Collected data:
⁂

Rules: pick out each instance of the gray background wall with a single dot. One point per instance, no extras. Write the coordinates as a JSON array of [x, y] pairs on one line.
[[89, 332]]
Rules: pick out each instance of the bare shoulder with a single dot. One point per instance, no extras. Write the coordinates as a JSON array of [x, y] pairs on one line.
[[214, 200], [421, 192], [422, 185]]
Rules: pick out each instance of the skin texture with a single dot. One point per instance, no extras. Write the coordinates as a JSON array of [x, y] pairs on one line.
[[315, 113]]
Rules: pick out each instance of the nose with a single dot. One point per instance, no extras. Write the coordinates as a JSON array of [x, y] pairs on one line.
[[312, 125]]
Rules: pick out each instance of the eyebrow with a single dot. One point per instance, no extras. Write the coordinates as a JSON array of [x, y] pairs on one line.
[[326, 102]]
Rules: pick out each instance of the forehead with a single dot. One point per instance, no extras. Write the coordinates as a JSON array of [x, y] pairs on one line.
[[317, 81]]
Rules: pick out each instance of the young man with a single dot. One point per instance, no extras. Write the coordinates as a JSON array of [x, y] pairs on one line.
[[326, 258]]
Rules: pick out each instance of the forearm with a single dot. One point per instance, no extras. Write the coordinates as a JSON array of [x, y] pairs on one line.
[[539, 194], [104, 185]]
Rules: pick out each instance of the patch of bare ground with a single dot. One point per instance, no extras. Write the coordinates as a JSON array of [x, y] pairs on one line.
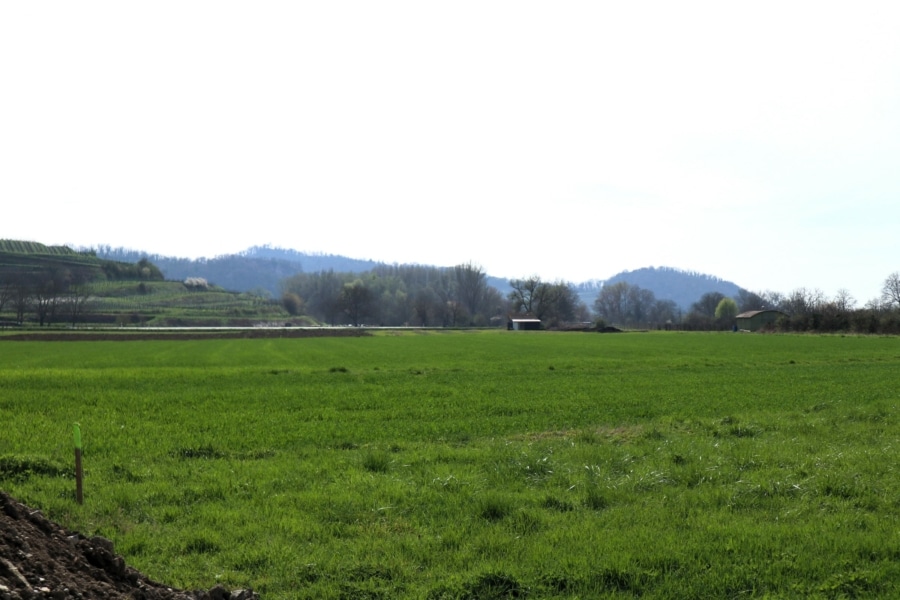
[[129, 336], [40, 559]]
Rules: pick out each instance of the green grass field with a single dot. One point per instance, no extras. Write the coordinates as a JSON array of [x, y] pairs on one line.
[[486, 464]]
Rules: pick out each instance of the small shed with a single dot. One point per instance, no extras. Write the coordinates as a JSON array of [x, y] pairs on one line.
[[523, 324], [753, 320]]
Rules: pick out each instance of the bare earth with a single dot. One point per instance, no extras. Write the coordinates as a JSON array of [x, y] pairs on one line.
[[40, 559]]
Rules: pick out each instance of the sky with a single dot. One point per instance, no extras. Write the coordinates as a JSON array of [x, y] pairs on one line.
[[755, 142]]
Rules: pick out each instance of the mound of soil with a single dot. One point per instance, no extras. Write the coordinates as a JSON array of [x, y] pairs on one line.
[[40, 559]]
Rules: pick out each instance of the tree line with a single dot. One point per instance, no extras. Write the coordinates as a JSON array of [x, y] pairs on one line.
[[629, 305]]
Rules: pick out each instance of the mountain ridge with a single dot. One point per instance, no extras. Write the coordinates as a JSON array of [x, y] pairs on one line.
[[263, 267]]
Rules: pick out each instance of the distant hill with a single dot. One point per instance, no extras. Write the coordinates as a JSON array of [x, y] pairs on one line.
[[18, 258], [666, 283], [257, 268], [264, 267]]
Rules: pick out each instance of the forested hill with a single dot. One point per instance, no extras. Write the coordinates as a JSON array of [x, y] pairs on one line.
[[264, 268], [666, 283]]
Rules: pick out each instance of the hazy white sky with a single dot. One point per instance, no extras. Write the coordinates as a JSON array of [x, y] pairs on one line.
[[757, 142]]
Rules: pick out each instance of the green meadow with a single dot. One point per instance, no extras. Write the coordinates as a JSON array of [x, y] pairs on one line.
[[464, 465]]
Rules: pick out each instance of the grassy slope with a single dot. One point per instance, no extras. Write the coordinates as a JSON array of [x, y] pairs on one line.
[[465, 464]]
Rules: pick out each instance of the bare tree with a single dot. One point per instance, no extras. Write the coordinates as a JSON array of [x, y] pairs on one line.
[[357, 299], [525, 294], [890, 293], [844, 301], [471, 284]]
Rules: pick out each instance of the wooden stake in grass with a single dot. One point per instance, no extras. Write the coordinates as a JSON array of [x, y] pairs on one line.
[[79, 474]]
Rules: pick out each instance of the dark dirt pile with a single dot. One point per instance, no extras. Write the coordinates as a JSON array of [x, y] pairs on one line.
[[40, 559]]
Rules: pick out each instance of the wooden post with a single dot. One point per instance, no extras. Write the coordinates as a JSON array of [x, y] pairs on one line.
[[79, 473]]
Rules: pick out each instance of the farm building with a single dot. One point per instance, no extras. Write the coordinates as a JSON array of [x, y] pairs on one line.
[[754, 320], [523, 323]]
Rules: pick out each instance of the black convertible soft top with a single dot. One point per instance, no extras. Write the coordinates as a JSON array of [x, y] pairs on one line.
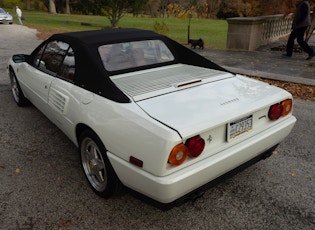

⁂

Gather every line of the entries above that contains the string "bare" and list those lines.

▶ **Result of the exercise**:
Rules: pick out each instance of the bare shoulder with a single dot. One point per instance, no extras. Write the coordinates as a JSON array of [x, y] pairs on one line.
Rules: pick out each instance of the patch of bare ground with a single dot. One point per instance, no extras. Write the coordinates as a JSON array of [x, y] pairs on one line.
Rules: pick out each instance of the bare earth with a single dot. One point per instance, no extras. Write the coordinates as a JSON array of [x, y] pairs on one line.
Rules: pick out each instance of the bare tree with a single dot. One point per instance, no extras. Write the coordinates as a JSON array of [x, y] pairs on one line.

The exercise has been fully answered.